Action item: Search the listing below for the string "tying" and show each line that contains it.
● ● ● ● ●
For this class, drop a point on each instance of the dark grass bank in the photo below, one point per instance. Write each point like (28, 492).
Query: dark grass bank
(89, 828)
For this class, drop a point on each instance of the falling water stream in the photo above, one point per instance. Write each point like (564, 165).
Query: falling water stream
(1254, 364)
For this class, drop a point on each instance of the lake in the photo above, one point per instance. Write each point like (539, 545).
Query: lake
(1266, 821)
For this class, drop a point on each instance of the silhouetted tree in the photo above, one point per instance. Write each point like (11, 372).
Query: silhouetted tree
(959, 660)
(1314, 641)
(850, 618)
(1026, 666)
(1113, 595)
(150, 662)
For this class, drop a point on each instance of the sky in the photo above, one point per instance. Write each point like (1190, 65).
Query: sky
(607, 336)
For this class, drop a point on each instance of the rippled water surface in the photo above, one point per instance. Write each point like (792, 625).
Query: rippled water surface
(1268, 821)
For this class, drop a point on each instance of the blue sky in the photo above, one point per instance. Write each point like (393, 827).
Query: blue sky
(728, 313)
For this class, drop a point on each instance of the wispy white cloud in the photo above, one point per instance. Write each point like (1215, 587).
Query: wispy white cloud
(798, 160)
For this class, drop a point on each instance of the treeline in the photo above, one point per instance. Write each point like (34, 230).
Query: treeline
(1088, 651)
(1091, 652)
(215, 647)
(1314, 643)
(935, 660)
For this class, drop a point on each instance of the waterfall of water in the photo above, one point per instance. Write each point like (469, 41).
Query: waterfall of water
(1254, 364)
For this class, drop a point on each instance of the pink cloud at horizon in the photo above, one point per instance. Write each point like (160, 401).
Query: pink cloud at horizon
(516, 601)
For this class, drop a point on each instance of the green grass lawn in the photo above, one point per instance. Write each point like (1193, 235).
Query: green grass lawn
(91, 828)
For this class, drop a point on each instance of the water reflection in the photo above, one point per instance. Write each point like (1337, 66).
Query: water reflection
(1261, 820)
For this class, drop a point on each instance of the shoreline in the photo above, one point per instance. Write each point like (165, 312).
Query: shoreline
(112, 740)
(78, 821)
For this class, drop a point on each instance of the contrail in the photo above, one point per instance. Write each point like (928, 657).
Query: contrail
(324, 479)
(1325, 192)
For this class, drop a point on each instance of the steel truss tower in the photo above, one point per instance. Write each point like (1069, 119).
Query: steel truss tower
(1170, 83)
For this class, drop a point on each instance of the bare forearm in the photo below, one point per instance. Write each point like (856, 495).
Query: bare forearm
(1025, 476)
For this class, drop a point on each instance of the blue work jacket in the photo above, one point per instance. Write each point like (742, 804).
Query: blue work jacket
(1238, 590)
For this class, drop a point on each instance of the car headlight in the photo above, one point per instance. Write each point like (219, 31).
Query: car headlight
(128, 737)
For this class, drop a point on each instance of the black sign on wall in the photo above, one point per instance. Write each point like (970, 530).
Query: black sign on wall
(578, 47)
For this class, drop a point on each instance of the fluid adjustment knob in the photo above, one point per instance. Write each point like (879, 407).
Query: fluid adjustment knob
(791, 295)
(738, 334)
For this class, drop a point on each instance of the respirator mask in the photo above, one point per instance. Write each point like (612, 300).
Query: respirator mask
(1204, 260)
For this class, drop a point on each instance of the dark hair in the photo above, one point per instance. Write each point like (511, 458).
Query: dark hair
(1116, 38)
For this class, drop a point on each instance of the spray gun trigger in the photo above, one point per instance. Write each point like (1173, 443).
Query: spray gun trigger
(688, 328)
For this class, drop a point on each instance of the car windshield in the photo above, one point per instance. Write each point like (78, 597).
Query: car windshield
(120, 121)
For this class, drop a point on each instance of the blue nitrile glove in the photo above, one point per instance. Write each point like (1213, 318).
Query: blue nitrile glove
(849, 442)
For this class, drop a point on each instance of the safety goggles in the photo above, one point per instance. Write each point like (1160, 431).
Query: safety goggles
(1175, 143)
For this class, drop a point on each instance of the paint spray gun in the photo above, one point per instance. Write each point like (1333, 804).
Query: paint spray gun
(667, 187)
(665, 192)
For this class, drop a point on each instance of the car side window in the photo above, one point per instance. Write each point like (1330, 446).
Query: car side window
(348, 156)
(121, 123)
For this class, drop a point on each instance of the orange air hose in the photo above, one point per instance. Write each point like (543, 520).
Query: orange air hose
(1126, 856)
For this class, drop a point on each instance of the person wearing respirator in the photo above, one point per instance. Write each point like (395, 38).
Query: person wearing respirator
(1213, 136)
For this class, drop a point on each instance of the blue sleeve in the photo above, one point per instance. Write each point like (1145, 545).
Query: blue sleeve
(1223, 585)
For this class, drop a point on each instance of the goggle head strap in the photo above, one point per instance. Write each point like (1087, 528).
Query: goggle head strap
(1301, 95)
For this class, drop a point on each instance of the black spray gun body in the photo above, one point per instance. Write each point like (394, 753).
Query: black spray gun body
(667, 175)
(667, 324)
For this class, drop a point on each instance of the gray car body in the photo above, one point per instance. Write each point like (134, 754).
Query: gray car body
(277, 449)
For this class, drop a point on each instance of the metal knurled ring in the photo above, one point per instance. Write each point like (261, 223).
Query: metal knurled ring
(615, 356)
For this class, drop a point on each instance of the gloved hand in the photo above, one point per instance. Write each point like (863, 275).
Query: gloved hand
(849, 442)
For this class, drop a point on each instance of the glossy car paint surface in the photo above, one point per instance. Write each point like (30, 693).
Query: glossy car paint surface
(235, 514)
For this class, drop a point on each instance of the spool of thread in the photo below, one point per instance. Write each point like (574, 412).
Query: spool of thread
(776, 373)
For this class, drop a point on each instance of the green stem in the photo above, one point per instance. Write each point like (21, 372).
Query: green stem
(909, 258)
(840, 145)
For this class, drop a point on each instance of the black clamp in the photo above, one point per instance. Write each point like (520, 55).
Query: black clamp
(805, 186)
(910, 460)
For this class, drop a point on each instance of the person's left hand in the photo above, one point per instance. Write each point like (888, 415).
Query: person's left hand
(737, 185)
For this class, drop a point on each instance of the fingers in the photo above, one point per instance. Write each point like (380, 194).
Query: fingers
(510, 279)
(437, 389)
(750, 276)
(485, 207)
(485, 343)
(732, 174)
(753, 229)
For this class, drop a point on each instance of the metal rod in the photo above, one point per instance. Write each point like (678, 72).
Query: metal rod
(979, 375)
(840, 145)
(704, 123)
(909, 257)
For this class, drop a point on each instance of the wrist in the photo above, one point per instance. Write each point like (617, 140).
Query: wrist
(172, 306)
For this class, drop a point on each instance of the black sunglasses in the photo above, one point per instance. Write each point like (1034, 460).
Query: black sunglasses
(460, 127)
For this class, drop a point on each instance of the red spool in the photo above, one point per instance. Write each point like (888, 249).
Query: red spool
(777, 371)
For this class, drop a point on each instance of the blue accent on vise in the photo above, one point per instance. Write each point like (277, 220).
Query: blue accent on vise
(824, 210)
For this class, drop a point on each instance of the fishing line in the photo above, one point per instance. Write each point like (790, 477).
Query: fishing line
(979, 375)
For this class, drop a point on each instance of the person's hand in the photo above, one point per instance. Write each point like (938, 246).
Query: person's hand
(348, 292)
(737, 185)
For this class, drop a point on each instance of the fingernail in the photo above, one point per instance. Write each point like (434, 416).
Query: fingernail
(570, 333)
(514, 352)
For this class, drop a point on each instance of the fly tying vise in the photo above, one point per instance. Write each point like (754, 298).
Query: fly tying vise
● ● ● ● ●
Answer to this problem:
For this class, drop a point on each instance of the fly tying vise in the photo above, one point per instance. Write each point like (754, 298).
Query: fly tying vise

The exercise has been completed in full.